Referring expression data
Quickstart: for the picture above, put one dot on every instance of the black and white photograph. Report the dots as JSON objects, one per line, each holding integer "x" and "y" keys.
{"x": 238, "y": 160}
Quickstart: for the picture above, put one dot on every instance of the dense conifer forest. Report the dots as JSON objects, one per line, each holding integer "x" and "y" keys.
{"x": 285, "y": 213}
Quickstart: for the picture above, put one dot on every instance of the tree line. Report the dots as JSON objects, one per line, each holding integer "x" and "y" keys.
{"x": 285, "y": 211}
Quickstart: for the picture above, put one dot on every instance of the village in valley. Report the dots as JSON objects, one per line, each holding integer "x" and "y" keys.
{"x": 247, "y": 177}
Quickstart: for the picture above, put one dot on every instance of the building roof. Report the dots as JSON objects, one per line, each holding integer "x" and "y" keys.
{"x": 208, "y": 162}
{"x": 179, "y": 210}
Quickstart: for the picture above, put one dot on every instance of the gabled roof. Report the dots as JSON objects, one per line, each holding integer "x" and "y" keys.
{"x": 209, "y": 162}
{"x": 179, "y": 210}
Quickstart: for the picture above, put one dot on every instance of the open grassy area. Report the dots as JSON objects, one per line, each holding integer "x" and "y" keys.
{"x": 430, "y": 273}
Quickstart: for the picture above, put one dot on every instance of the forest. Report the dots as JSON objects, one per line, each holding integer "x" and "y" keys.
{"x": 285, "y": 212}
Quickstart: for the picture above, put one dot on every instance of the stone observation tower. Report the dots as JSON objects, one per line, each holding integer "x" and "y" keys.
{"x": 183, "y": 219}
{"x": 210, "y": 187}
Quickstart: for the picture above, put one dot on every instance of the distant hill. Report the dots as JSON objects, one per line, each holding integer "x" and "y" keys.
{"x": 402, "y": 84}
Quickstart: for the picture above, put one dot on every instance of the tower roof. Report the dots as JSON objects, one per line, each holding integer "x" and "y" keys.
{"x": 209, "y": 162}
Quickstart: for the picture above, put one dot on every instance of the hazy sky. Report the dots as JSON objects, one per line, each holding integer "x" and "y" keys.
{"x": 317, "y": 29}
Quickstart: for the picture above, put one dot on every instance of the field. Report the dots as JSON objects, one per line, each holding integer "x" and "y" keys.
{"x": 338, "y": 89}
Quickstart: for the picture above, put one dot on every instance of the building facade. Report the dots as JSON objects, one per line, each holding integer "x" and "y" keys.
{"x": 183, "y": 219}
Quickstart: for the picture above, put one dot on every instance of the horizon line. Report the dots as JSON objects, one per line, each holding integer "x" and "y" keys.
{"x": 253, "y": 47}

*Activity*.
An accurate, complete transcription of the records above is needed.

*Problem solution*.
Quickstart: for the picture above, put one dot on every instance of the black and white photograph. Report the dots as JSON objects, one per line, each holding integer "x" and "y" keys.
{"x": 238, "y": 160}
Quickstart: for the picture above, put one dot on every instance of the dense conifer forest. Report the dots as JSON objects, one per line, each holding integer "x" and "y" keys.
{"x": 285, "y": 213}
Quickstart: for the picture above, put one dot on every instance of the tree line. Report the dots as JSON objects, one per line, each holding integer "x" and "y" keys.
{"x": 285, "y": 211}
Quickstart: for the picture above, put one dot on every instance of the village in valley. Report the dots as JSON objects, one per line, each holding integer "x" and "y" keys.
{"x": 247, "y": 177}
Quickstart: for the picture above, put one dot on every instance of the building roof. Report the dots as JSON objects, one per line, each holding integer "x" and "y" keys.
{"x": 208, "y": 162}
{"x": 179, "y": 210}
Quickstart: for the picture above, put one dot on every instance of the gabled roof. Report the dots as JSON objects, one per line, each holding integer "x" and "y" keys.
{"x": 209, "y": 162}
{"x": 179, "y": 210}
Quickstart: for the picture above, put one dot on every instance of the open grassy area. Report the dots as JSON objects, one per line, each holding integer "x" and "y" keys.
{"x": 430, "y": 273}
Quickstart: for the picture above, put one dot on every instance of the forest. Report the dots as JSON objects, one per line, each holding integer "x" and "y" keys.
{"x": 285, "y": 212}
Quickstart: for the picture above, put one dot on every instance of the stone observation tower. Report the dots as JSON objects, one per line, each holding integer "x" and "y" keys.
{"x": 183, "y": 219}
{"x": 210, "y": 187}
Quickstart: for the picture above, put one dot on every instance of the distant hill. Report the dots as JSON objects, one per line, each holding integer "x" and "y" keys.
{"x": 402, "y": 84}
Quickstart: for the picture above, put one dot on every instance of the tower roof. Report the dots as JSON objects, one per line, each holding integer "x" and "y" keys.
{"x": 209, "y": 162}
Quickstart: for the picture above, put one dot on every instance of the hazy sky. Report the dots as JSON objects, one per line, each holding integer "x" and "y" keys.
{"x": 317, "y": 29}
Quickstart: for the picture above, put one dot on every instance of the field. Report the dots as JSON objects, one per line, each holding integer "x" and "y" keys.
{"x": 338, "y": 89}
Quickstart: for the picture above, put one dot on every instance of the building facade. Report the dots as JSON objects, one per line, each holding integer "x" and "y" keys.
{"x": 183, "y": 219}
Quickstart: for the picture above, put one dot on every instance of the horizon line. Report the dots as JSON objects, one per line, each holding integer "x" and "y" keys.
{"x": 253, "y": 47}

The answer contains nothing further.